→ FRAGMENT DOKUMENTU
Z oświadczenia majątkowego wynika, że Jarosław Kaczyński jest dłużny Kazimierzowi Kujdzie 25 tysięcy złotych. Dużo? Śmiesznie mało, w porównaniu ze skalą biznesów, jakie łączą tych panów. Układu stworzonego przez PiS dopełnia nie kto inny, jak Tadeusz Rydzyk, jeden z bardziej znanych biznesmenów Kościoła rzymskokatolickiego. Podstawą konstrukcji jest długoletnia wierność Kazimierza Kujdy.
To człowiek, który nawet zajmując eksponowane stanowisko trzyma się na uboczu. - W kontaktach osobistych jest bardzo sympatyczny i spokojny - ocenia Michał Krzymowski, dziennikarz "Newsweeka", który rozmawiał z nim kilka razy przy okazji pisania artykułów o imperium finansowym PiS.
Recykling stanowisk
Obecnie Kujda jest prezesem Narodowego Funduszu Ochrony Środowiska i Gospodarki Wodnej. Zresztą nie pierwszy raz. Funkcję tę pełnił już w latach 2000-2002 (za rządu AWS Jerzego Buzka) i 2006-2008 (za rządów PiS Marcinkiewicza/Kaczyńskiego). Przypomina pod tym względem kuzynów Jarosława Kaczyńskiego, których wódz PiS konsekwentnie umieszcza na tych samych stanowiskach, gdy partia zdobywa władzę.
Kuzyn Jan Tomaszewski dba o ideologiczną czystość przejętej przez PiS Telewizji Publicznej. Kuzyn Konrad Tomaszewski wrócił na stanowisko dyrektora generalnego polskich lasów, więc podejmuje decyzje o lukratywnym obrocie drewnem. Kazimierz Kujda nie jest formalnie rodziną, ale należy do najbardziej zaufanych ludzi lidera PiS. Nic dziwnego. Znają się od wielu lat, a Kujda jest - według rozmówczyni, która woli pozostać anonimowa - skromny, niepewny siebie i uległy. Dzięki temu Jarosław Kaczyński może mu ufać.
Porozumienie na państwowym majątku
Rok 1990. Polska jest w chaosie transformacji. Wszystko się zmienia, z gospodarką włącznie. To całe zamieszanie jest okazją dla "zaradnych", by zagarnąć dla siebie państwowe, czyli - jak kąśliwie twierdzono w PRL - niczyje.

→ DANE WEJŚCIOWE
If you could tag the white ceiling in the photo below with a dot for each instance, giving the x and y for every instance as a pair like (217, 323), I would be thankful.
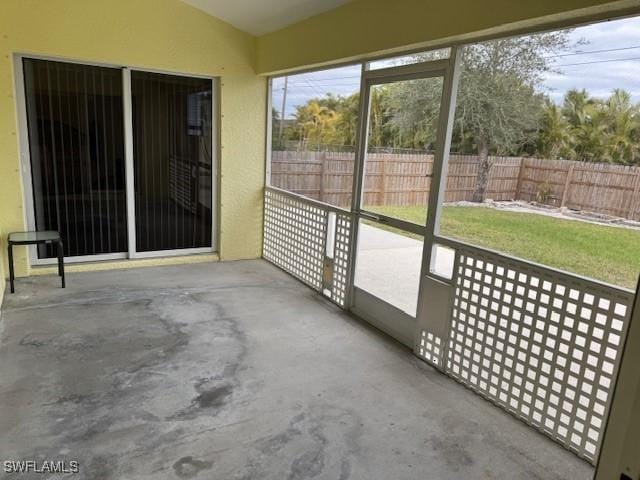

→ TREŚĆ POLECENIA
Wypisz wszystkie cechy, które cytowani w tekście o Kazimierzu Kujdzie rozmówcy przypisują mu jako człowiekowi.

→ ODPOWIEDŹ PISEMNA
- sympatyczny
- spokojny
- skromny
- niepewny siebie
- uległy